::: Texte :::
L'abattoir, dinosaure de l'industrie de masse, appliquant un taylorisme effréné : travail en miettes, cadences infernales.
Parmi les témoins, un ex salarié de la DSV, Direction des Services Vétérinaires des préfectures, devenue depuis DDPP avec des attributions plus larges : Direction départementale de la Protection des Populations, sous le mandat présidentiel Sarkozy ; notez le glissement sémantique, on passe des services vétérinaires à la protection des populations. Les animaux ont disparu ! Aucune importance de toutes façons, d'après le témoin qui a quitté la fonction, car ses rapports sur l'état désastreux d'animaux arrivant à l'abattoir, vaches avec un œil crevé entre autres, déplaisaient en haut lieu. Il décrit les pratiques dérogatoires des abattages halal et casher auxquelles il a assisté, où les bovins sont piégés, attachés, dans une machine qui les immobilise puis les retourne sur le dos, une sangle venant parfois tendre le cou, puis l'ouvrier qui enfonce son coutelas dedans, les 12 litres de sang artériel giclant à 6, 7 mètres de haut, l'animal agonisant durant parfois 15 minutes, jusqu'à la noyade.
" Les vaches, je les vois pleurer dans le piège ".
Le matador, pistolet à tige perforante qui leur transperce le crâne (étourdissement avant saignée, rendu obligatoire par la loi Gilardoni de 1964) " rouge pour les bœufs, vert pour les vaches, bleu pour les veaux" qui les fait immédiatement s'effondrer dans le box " un outil qui n'a jamais été amélioré depuis le début " et " dont aucune étude ne prouve que l'animal ne sent rien des opérations suivantes ", à savoir découpe des sabots, le dépouillement du cuir / peau puis la découpe des membres, le tout effectué à la scie en quelques minutes, cadence infernale oblige. Rien ne prouve donc que la bête soit morte.
Le fonctionnaire témoigne de l'inefficacité des DDPP préfectures, des signalements impossibles, de la complicité des autorités sanitaires avec l'industrie.
::: Jeu de données :::
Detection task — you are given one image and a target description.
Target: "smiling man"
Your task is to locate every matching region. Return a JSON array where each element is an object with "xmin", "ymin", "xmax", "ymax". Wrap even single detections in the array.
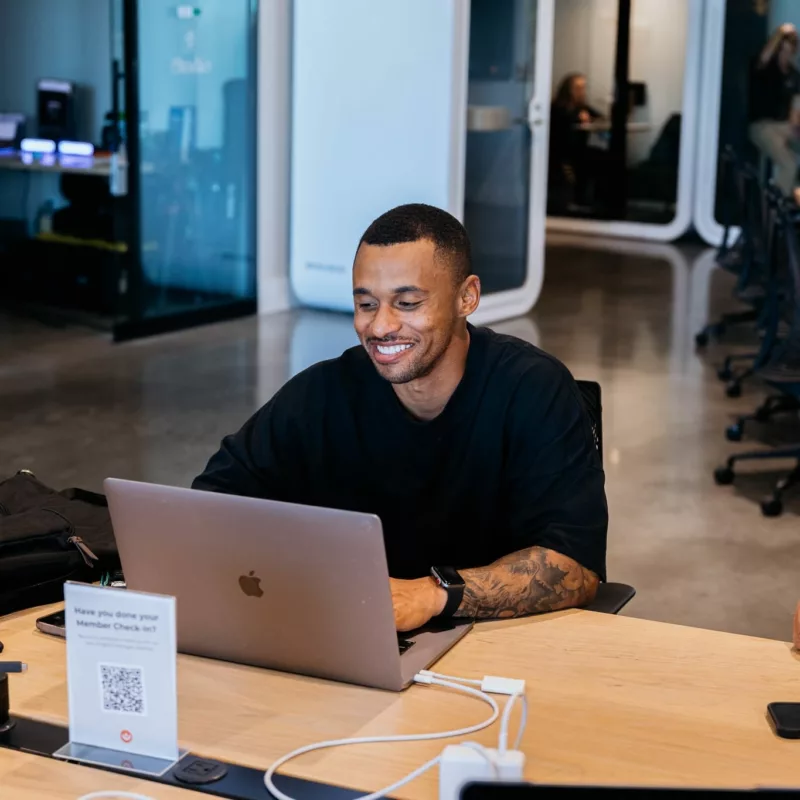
[{"xmin": 193, "ymin": 204, "xmax": 608, "ymax": 631}]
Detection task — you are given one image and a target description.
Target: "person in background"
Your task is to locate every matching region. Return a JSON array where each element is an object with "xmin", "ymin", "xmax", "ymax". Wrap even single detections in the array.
[
  {"xmin": 550, "ymin": 72, "xmax": 605, "ymax": 209},
  {"xmin": 748, "ymin": 22, "xmax": 800, "ymax": 201}
]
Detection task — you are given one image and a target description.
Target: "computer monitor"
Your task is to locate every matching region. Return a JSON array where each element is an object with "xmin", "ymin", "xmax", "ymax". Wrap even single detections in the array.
[{"xmin": 36, "ymin": 78, "xmax": 76, "ymax": 141}]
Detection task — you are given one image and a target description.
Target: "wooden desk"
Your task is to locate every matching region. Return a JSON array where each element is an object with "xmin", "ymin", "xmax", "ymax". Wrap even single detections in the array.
[
  {"xmin": 0, "ymin": 609, "xmax": 800, "ymax": 798},
  {"xmin": 0, "ymin": 750, "xmax": 198, "ymax": 800}
]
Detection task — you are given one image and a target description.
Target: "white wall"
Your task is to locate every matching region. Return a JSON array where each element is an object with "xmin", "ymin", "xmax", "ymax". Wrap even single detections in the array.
[
  {"xmin": 290, "ymin": 0, "xmax": 468, "ymax": 310},
  {"xmin": 553, "ymin": 0, "xmax": 688, "ymax": 163}
]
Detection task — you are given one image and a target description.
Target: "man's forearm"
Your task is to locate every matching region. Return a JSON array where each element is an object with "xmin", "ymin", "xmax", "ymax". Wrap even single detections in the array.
[{"xmin": 456, "ymin": 547, "xmax": 599, "ymax": 619}]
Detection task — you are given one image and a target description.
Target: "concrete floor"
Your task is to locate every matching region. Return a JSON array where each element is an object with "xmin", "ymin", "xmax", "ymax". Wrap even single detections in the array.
[{"xmin": 0, "ymin": 237, "xmax": 800, "ymax": 639}]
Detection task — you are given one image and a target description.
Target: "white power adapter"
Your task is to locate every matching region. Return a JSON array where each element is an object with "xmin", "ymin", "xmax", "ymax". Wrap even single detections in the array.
[{"xmin": 439, "ymin": 744, "xmax": 525, "ymax": 800}]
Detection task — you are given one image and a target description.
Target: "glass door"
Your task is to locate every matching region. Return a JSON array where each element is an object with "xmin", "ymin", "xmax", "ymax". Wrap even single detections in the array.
[
  {"xmin": 548, "ymin": 0, "xmax": 703, "ymax": 241},
  {"xmin": 464, "ymin": 0, "xmax": 553, "ymax": 321},
  {"xmin": 115, "ymin": 0, "xmax": 256, "ymax": 339}
]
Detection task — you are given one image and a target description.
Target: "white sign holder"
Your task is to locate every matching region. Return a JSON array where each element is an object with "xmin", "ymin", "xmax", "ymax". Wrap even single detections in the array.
[{"xmin": 53, "ymin": 582, "xmax": 186, "ymax": 776}]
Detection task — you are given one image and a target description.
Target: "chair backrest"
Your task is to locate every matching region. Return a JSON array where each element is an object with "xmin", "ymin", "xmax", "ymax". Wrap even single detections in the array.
[{"xmin": 576, "ymin": 381, "xmax": 603, "ymax": 464}]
:::
Consigne 1:
Relevez et recopiez toutes les lignes des enregistrements où figure la chaîne « white ».
Consigne 2:
Donnez la suite du texte sur les abattoirs, à partir de sa dernière phrase.

Réponse attendue 1:
Target: "white wall"
Target: "white power adapter"
Target: "white sign holder"

Réponse attendue 2:
Aucun salarié d'abattoir ne rentre dans cet endroit par vocation. Mauricio Garcia Pereira dormait dans sa voiture avant d'être embauché pour un premier court contrat d'intérim, car c'est l'entrée obligatoire dans la "carrière", " 8 intérimaires sur 10 ne reprennent pas leur poste après la pause de 10 H ou ne reviennent pas le lendemain ".
Classisme :
" On les fait rentrer en les persuadant qu'ils sont des idiots ". " c'est plus facile de se dire que les gens qui font ça sont des brutes épaisses, des sans cerveaux ".
" L'abattoir écrase les gens, s'ils sortent, c'est sans qualification, les promotions sont impossibles, il n'y a pas de porte de sortie ", témoigne toujours le vétérinaire fonctionnaire préfectoral. De fait, tous disent qu'ils y sont entrés au SMIC en intérim pour quelques semaines, et que 15 ans, 19 ans ou 30 ans après, ils y sont toujours et... au SMIC !
" L'abattoir, c'est la guerre. On sait que ça existe, mais on préfère fermer les yeux ".
La banalité du mal - Hannah Arendt
" La segmentation, la compartimentation des tâches permet à l'ouvrier de s'insérer dans un système d'extermination ".
Filmés dans un sous-bois, cadre bucolique, avec deux fois des hurlements d'animaux en train de mourir, les témoignages sont proprement insoutenables, tous relatent une expérience inhumaine. Je ne garantis pas au mot près les citations prises à la volée, mais j'aurai du mal à le regarder une deuxième fois. Je suis allée me coucher en état de dépression et de stress moi aussi, et ça dure. Je ne vais sûrement pas me plaindre, ces ouvriers sans choix ni perspectives sont plus en droit de le faire que moi. En prenant ces notes, je pensais en faire un fil sur Twitter : finalement, j'y renonce au profit de mon blog. Sur Twitter sévissent toutes sortes de relativistes culturel-les pratiquant un racisme mou, qu'illes pensent être une générosité "inclusive", une compréhension des "cultures différentes des nôtres" prétendant là à un relativisme historique. Nous ne serions pas tous au même stade de l'histoire, et serions des citoyens différents devant la loi. Tant que ce sont des bêtes ou des femmes qui en font les frais, what the fuck ?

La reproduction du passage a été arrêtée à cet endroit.